Continue the passage about the Mojo Gurus rock band, picking up after its last sentence.

_EXTRACT TO READ_.
=======

The Mojo Gurus are an American rock band from St. Petersburg, Florida. The lineup consists of Kevin Steele (lead vocals, harmonica), Doc Lovett (guitar, vocals), Vinnie Granese (bass, vocals) and Sean Doyle (drums and vocals). It is a successor of glam band Roxx Gang in terms of lineup, but with a notable change of musical style.

They have performed throughout the United States as both headliner and as the supporting act for a diverse collection of bands, including David Allan Coe, Joe Perry and Johnny Winter. The band's first release was Hot Damn!. The band then worked with producer Jack Douglas (John Lennon, Aerosmith, the New York Dolls) and engineer Stephen Marsh (Jeff Beck, Muddy Waters) on the critically heralded Shakin' In The Barn, which was followed up by the grittier, more Southern-leaning Let’s Get Lit With... The Mojo Gurus. Their new album Who Asked Ya? features the track "Where You Hidin' Your Love", which was mixed by Tommy Henriksen (Lou Reed, Alice Cooper).

=======

_RECORDED INFORMATION_.
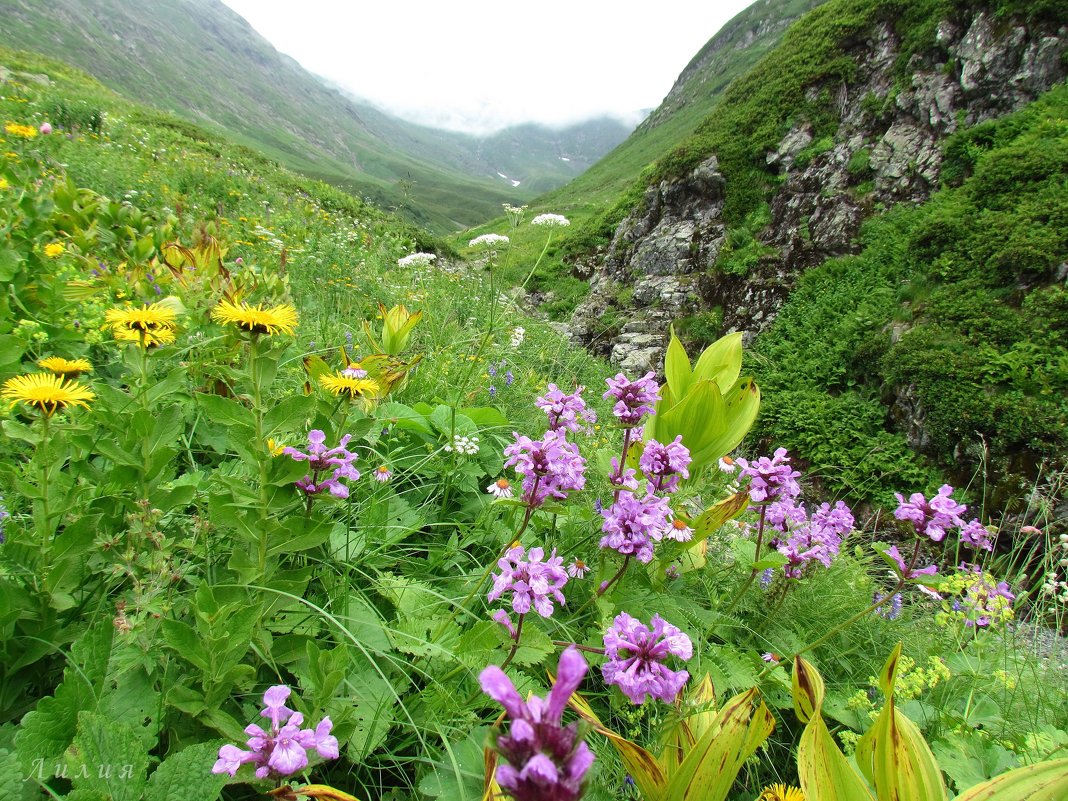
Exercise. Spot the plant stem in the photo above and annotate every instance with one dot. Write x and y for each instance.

=======

_ANSWER TO THIS TASK_.
Discography

Studio albums
 Hot Damn! Release date: 2004 Label: Perris Records
 Shakin' In The Barn Release date: 2005 Label: Empire Musicwerks/Universal
 Let's Get Lit with...The Mojo Gurus Release date: 2009 Label: True North Records/E1
 Who Asked Ya? Release date September 16, 2014 Red River Entertainment/RED
 Gone Release date: 2017 Label: MRI Entertainment/Red

Music videos 
 Video: "I Can't Stand To Hear That Song Again"
 Director: Christian Moriarty
 Video: "Bandito"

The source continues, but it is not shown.